---------- DATASET CONTENT

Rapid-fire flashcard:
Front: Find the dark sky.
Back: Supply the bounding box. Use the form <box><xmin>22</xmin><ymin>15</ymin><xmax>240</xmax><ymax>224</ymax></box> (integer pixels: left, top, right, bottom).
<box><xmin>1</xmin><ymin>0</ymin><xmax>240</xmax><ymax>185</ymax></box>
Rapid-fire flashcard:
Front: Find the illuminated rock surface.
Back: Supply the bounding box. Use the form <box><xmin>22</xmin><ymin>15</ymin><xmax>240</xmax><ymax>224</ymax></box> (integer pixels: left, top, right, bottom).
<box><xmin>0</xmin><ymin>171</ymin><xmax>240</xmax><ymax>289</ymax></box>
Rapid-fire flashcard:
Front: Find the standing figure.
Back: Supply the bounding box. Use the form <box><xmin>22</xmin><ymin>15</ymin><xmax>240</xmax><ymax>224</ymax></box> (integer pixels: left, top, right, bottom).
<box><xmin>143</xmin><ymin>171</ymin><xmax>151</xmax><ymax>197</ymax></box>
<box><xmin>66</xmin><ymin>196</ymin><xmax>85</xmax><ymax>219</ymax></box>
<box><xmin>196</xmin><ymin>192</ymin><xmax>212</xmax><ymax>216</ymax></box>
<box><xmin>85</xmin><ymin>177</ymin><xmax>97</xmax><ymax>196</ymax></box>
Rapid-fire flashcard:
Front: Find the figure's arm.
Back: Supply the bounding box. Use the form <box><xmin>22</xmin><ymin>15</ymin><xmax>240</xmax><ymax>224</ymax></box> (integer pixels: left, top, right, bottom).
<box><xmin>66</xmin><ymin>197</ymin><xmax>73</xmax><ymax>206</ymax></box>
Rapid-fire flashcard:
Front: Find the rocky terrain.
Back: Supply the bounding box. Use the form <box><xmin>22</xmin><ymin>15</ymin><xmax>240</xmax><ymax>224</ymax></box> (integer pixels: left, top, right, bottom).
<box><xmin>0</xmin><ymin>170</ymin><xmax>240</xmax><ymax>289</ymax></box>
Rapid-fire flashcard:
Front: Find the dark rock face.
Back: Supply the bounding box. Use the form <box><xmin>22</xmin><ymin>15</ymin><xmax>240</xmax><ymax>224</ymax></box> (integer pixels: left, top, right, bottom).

--------------------

*EXERCISE*: Which lines in the items above contain the string "dark"? Treat uppercase and lowercase as different, and report each matching line in full.

*THE OUTPUT*:
Front: Find the dark sky.
Front: Find the dark rock face.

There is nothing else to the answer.